# [EXERCISE 1]
Show each line of the records that contains the string "storage".

##### SELECTED EXTRACT #####

Therefore, with (26), the optimized solution ${\overline{\stackrel{⌢}{\gamma }}}_l^{\ast }$ can be calculated as

$$\begin{array}{cc}{\overline{\stackrel{⌢}{\gamma }}}_l^{\ast }& ={\displaystyle \frac{{\varsigma }_l{h}_l\left({\displaystyle \sum _{l=1}^L\left[h_l{\stackrel{⌢}{\alpha }}_l-\frac{{\varsigma }_l{h}_l{\left(1+{\stackrel{⌢}{\alpha }}_l\right)}^2}{1+{\varsigma }_l{\stackrel{⌢}{\alpha }}_l}\right]}+{\mathbf{b}}^H\left(f_t^s,f_d^s,f_r^s\right)\mathbf{b}\left(f_t^s,f_d^s,f_r^s\right)\right)}{{\varsigma }_l{h}_l\left(1+{\varsigma }_l{\stackrel{⌢}{\alpha }}_l\right)\left({\mathbf{b}}^H\left(f_t^s,f_d^s,f_r^s\right)\mathbf{b}\left(f_t^s,f_d^s,f_r^s\right)-\frac{{\varsigma }_l{h}_l\left(1+{\stackrel{⌢}{\alpha }}_l\right)}{1+{\varsigma }_l{\stackrel{⌢}{\alpha }}_l}\right)}}-{\displaystyle \frac{1+{\stackrel{⌢}{\alpha }}_l}{1+{\varsigma }_l{\stackrel{⌢}{\alpha }}_l}}\\ & ={\displaystyle \frac{{\stackrel{⌢}{\alpha }}_l+{\zeta }_D}{{\stackrel{⌢}{\alpha }}_l^2+{\stackrel{⌢}{\alpha }}_l}}\left[{\displaystyle \frac{{\displaystyle \sum _{i=1}^L\frac{{\zeta }_D{h}_i}{{\stackrel{⌢}{\alpha }}_i}}}{{\mathbf{b}}^H\left(f_t^s,f_d^s,f_r^s\right)\mathbf{b}\left(f_t^s,f_d^s,f_r^s\right)-{\displaystyle \sum _{i=1}^L{h}_i}+{\displaystyle \sum _{i=1}^L\frac{{\zeta }_D{h}_i}{{\stackrel{⌢}{\alpha }}_i^2}}}}-{\stackrel{⌢}{\alpha }}_l\right]\end{array}.$$

(27)

##### MATERIAL FOR THIS TASK #####

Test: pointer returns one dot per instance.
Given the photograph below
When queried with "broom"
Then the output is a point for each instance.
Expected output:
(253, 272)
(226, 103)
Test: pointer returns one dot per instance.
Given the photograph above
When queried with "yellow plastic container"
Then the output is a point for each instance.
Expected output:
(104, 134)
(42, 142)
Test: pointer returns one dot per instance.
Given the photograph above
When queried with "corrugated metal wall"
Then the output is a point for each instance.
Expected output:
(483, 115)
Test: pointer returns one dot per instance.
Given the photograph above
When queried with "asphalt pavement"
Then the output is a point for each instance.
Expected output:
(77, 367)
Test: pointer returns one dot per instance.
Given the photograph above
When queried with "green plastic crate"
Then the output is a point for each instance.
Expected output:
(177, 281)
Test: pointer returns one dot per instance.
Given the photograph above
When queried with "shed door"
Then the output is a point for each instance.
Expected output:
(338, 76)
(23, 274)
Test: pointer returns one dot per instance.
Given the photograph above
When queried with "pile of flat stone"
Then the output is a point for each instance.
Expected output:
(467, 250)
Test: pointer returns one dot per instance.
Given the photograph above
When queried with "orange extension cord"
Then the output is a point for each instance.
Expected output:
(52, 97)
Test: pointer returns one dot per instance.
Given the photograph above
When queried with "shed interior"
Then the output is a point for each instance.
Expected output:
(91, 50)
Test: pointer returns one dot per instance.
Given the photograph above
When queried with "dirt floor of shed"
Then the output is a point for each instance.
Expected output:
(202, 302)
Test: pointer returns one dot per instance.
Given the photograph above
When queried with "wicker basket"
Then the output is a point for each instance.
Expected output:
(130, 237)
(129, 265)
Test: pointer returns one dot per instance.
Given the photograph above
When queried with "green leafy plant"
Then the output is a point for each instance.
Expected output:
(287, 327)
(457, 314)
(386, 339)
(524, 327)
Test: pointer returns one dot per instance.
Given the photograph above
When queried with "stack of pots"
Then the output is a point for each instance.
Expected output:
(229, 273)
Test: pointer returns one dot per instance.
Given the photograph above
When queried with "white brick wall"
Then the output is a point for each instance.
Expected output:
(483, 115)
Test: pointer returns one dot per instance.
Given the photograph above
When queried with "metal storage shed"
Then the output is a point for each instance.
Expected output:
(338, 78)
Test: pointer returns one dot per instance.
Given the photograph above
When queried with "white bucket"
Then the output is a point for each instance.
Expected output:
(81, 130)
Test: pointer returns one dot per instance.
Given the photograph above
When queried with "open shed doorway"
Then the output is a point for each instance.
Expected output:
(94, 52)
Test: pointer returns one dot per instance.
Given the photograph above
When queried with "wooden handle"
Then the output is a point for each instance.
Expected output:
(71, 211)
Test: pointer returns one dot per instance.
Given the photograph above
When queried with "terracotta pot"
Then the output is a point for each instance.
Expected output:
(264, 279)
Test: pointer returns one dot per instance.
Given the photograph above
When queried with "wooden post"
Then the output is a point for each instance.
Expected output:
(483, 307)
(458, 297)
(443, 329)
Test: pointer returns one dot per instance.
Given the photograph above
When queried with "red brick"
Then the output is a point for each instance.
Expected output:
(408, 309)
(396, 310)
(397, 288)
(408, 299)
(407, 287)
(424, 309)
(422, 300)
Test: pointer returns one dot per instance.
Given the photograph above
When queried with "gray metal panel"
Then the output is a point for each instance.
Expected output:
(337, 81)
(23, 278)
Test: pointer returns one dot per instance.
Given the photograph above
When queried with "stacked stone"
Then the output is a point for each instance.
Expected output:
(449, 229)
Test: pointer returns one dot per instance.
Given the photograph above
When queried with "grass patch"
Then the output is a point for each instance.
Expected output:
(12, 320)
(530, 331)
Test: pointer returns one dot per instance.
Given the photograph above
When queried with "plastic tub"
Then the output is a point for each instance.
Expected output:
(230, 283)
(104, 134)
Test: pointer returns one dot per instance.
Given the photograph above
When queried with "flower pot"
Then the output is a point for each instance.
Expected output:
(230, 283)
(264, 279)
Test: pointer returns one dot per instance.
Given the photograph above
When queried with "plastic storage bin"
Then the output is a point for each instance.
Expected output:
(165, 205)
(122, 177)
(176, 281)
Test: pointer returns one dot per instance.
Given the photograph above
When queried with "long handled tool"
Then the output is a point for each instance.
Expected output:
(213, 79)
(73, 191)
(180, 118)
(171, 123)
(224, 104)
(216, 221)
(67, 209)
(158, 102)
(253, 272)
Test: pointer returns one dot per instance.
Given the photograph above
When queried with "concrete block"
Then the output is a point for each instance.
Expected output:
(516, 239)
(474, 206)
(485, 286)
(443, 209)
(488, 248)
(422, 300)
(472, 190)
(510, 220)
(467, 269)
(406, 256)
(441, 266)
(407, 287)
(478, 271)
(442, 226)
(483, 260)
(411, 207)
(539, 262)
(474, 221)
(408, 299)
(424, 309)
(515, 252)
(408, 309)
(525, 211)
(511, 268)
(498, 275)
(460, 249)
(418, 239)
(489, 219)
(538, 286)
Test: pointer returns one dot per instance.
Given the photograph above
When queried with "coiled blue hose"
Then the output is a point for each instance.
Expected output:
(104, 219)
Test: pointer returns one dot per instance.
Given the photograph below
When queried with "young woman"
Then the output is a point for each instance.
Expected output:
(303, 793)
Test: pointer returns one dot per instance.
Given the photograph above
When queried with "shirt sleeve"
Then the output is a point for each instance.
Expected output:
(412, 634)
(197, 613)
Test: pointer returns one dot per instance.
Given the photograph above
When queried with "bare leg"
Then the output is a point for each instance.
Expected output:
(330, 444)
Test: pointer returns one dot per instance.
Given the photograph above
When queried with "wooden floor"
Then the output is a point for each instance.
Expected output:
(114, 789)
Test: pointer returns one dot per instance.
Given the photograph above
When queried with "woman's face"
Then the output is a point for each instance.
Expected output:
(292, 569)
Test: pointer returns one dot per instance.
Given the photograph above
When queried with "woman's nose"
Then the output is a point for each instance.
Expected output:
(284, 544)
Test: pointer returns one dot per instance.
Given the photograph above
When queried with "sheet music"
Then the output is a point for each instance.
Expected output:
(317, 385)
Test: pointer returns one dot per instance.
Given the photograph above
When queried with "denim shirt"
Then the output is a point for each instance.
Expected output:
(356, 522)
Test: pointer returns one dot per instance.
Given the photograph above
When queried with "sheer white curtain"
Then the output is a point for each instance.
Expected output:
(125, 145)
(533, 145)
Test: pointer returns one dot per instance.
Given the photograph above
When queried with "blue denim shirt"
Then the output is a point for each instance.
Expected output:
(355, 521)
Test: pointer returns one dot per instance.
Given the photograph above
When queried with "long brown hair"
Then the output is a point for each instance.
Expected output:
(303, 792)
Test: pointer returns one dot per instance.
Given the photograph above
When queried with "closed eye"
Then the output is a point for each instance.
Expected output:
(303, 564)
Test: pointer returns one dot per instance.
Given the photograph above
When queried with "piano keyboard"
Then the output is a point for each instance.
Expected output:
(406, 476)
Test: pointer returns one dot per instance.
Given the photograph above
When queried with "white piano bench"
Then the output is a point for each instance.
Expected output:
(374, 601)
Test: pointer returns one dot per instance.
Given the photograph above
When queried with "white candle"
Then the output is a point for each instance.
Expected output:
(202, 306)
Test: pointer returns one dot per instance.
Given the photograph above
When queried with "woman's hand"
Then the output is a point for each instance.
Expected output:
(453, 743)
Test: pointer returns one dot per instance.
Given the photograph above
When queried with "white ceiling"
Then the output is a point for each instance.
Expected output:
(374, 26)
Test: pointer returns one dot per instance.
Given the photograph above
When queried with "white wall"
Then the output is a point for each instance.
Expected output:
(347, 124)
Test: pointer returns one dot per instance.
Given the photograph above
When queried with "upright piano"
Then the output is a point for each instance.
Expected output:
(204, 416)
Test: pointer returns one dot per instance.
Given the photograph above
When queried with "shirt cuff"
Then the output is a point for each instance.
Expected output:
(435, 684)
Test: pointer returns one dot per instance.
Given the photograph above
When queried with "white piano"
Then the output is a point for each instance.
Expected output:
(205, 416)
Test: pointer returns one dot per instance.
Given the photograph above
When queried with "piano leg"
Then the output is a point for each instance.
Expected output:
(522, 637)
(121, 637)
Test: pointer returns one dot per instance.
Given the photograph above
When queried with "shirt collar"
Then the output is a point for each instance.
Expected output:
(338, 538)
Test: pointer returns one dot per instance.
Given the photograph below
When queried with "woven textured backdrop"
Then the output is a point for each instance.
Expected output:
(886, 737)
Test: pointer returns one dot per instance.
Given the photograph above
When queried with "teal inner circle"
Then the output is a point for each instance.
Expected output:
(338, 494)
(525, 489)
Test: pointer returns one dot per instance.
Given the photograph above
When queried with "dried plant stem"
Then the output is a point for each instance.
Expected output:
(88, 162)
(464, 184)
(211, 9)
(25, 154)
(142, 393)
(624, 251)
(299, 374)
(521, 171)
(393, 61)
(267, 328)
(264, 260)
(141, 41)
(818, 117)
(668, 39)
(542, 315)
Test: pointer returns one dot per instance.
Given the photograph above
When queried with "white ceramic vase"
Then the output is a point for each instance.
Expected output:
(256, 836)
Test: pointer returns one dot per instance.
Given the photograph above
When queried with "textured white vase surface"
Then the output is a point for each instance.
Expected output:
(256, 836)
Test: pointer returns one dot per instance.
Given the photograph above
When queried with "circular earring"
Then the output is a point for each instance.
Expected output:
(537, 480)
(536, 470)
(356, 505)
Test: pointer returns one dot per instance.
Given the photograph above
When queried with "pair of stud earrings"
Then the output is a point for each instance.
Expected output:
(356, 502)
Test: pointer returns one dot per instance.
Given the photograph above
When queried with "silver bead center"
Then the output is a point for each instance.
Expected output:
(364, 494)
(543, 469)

#####

# [EXERCISE 2]
Write the passage that comes next in the equation excerpt on the optimized solution, starting right after its last line.

# [EXERCISE ANSWER 1]
When queried with "metal storage shed"
When queried with "plastic storage bin"

# [EXERCISE ANSWER 2]
3.4. Estimation $\overline{\mathbf{w}}\left(\widehat{\stackrel{⌢}{\mathit{\gamma }}}\right)$ of MIMO-STAP Weight

Although (27) was derived for optimized MIMO-STAP, we can see that ${\overline{\stackrel{⌢}{\gamma }}}_l^{\ast }$ requires ${\stackrel{⌢}{\alpha }}_l$ and $h_l$ first, and this is impossible in practical scenarios because they involve ${\alpha }_l$ and ${\mathbf{u}}_l$. Therefore, we need to calculate consistent estimations of ${\stackrel{⌢}{\alpha }}_e$ and $h_l$. In terms of the outcomes on isolated eigenvalues of the spiked framework [43,44,45,46], there is a one-to-one mapping between sample eigenvalues ${\stackrel{⌢}{\beta }}_l$ and real eigenvalues ${\stackrel{⌢}{\alpha }}_l$ $\left(l=1,\dots ,L\right)$. Nonetheless, the implementation of the mapping needs to satisfy an assumption:

A. 

${\stackrel{⌢}{\alpha }}_1\ge \cdots \ge {\stackrel{⌢}{\alpha }}_L>\sqrt{\zeta }$ and ${\stackrel{⌢}{\beta }}_1\ge \cdots \ge {\stackrel{⌢}{\beta }}_L>{(1+\sqrt{\zeta })}^2$

Remark 1.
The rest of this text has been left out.